Try it: Return every line below exactly, leaving nothing out.

Available data:
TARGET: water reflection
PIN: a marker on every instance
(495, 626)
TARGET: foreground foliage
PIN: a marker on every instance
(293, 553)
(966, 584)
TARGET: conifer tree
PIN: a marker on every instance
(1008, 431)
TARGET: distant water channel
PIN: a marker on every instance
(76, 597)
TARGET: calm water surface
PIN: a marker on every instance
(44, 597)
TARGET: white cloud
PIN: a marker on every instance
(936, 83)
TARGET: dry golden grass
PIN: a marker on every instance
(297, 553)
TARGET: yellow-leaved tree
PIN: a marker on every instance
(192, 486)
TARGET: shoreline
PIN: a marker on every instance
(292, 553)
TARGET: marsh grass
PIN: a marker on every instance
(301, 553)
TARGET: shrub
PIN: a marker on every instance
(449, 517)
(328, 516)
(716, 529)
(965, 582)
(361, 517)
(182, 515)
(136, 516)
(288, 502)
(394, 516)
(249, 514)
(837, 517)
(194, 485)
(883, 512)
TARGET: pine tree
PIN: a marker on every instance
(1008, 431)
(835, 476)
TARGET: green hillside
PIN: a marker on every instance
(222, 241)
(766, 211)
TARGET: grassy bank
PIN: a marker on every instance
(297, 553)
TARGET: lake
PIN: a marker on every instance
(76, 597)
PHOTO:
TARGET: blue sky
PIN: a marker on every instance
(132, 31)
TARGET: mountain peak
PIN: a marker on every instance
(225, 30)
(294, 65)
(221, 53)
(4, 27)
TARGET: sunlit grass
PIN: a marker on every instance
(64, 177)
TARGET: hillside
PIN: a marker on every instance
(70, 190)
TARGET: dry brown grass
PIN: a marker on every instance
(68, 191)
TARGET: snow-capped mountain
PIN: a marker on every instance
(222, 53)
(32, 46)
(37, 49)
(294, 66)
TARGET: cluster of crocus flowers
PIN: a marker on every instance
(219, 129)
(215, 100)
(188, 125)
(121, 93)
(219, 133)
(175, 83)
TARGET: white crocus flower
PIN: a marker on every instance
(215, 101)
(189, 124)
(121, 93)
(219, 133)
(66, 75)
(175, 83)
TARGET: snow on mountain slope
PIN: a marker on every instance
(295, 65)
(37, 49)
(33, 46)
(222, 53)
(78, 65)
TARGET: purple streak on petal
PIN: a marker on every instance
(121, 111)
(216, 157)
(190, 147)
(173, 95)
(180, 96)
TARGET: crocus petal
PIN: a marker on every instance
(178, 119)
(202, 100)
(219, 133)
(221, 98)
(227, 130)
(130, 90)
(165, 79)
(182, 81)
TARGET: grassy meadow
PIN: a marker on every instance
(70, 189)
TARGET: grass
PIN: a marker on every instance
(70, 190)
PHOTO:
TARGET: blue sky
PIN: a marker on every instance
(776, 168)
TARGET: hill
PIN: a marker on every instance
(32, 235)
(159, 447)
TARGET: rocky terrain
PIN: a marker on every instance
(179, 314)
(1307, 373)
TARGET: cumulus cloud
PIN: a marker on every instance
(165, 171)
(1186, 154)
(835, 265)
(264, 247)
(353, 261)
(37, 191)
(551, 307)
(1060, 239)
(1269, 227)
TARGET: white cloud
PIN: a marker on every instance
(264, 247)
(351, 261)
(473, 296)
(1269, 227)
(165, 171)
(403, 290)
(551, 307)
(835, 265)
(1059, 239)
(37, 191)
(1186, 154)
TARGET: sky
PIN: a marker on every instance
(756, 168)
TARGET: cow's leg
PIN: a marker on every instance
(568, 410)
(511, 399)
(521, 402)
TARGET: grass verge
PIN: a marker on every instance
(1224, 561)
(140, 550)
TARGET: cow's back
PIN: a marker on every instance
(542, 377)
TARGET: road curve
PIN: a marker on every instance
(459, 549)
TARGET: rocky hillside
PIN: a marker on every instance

Output of the task:
TARGET: water reflection
PIN: a marker on every instance
(495, 626)
TARGET: foreground foliage
PIN: a marker on every instance
(293, 553)
(966, 584)
TARGET: conifer tree
PIN: a marker on every instance
(1008, 431)
TARGET: distant water channel
PIN: a marker on every instance
(76, 597)
TARGET: calm water surface
PIN: a marker on every instance
(44, 597)
TARGET: white cloud
PIN: a marker on every instance
(936, 83)
TARGET: dry golden grass
PIN: a marker on every instance
(297, 553)
TARGET: yellow-leaved tree
PIN: a marker on every instance
(192, 486)
TARGET: shoreline
PIN: a marker on every instance
(292, 553)
TARGET: marsh grass
PIN: a marker on every instance
(301, 553)
TARGET: shrub
PIN: a marker on every instance
(449, 517)
(328, 516)
(716, 529)
(965, 582)
(361, 517)
(182, 515)
(136, 516)
(288, 502)
(394, 516)
(249, 514)
(837, 517)
(194, 485)
(883, 512)
TARGET: pine tree
PIN: a marker on every instance
(1008, 431)
(835, 476)
TARGET: green hillside
PIN: a marker on every instance
(222, 241)
(766, 211)
TARGET: grassy bank
PIN: a marker on every instance
(297, 553)
TARGET: lake
PIN: a marker on every instance
(76, 597)
PHOTO:
TARGET: blue sky
PIN: a marker on every instance
(132, 31)
TARGET: mountain peak
PIN: a marker on every instance
(225, 30)
(294, 65)
(221, 53)
(4, 27)
TARGET: sunlit grass
PIN: a marker on every instance
(64, 177)
TARGET: hillside
PIN: a marker on every instance
(70, 190)
TARGET: dry brown grass
PIN: a marker on every instance
(68, 191)
TARGET: snow-capped mountain
PIN: a marker on every instance
(222, 53)
(32, 46)
(37, 49)
(294, 66)
TARGET: cluster of crocus flowers
PIN: a marker on every instance
(219, 129)
(215, 100)
(188, 125)
(121, 93)
(219, 133)
(175, 83)
TARGET: white crocus flower
PIN: a marker on every instance
(215, 101)
(189, 124)
(121, 93)
(219, 133)
(66, 75)
(175, 83)
TARGET: snow on mountain slope
PIN: a marker on every instance
(295, 65)
(37, 49)
(33, 46)
(222, 53)
(78, 65)
TARGET: purple streak on petal
PIN: a marker on every instance
(121, 111)
(216, 157)
(190, 147)
(173, 95)
(180, 96)
TARGET: crocus petal
PIN: a marker on every instance
(178, 119)
(202, 100)
(219, 133)
(221, 98)
(227, 130)
(130, 90)
(165, 79)
(182, 81)
TARGET: grassy meadow
PIN: a marker on every instance
(70, 189)
TARGET: grass
PIN: a marker on every instance
(70, 190)
PHOTO:
TARGET: blue sky
PIN: a marker on every instance
(776, 168)
TARGET: hill
PIN: a marker on every instance
(32, 235)
(159, 447)
TARGET: rocky terrain
PIN: a marker on every instance
(179, 314)
(1307, 373)
TARGET: cumulus cloud
PIN: a marker on every instance
(165, 171)
(1186, 154)
(835, 265)
(264, 247)
(353, 261)
(37, 191)
(551, 307)
(1060, 239)
(1269, 227)
TARGET: white cloud
PIN: a marker on every instance
(264, 247)
(351, 261)
(473, 296)
(1269, 227)
(165, 171)
(403, 290)
(551, 307)
(835, 265)
(1059, 239)
(37, 191)
(1186, 154)
TARGET: sky
PIN: a marker on every instance
(756, 168)
TARGET: cow's leg
PIN: a marker on every instance
(568, 410)
(511, 399)
(521, 402)
TARGET: grass verge
PIN: a marker on every instance
(1224, 561)
(140, 550)
TARGET: cow's back
PIN: a marker on every instance
(542, 377)
TARGET: road curve
PIN: a marker on every instance
(459, 549)
TARGET: rocky hillside
PIN: a marker on every instance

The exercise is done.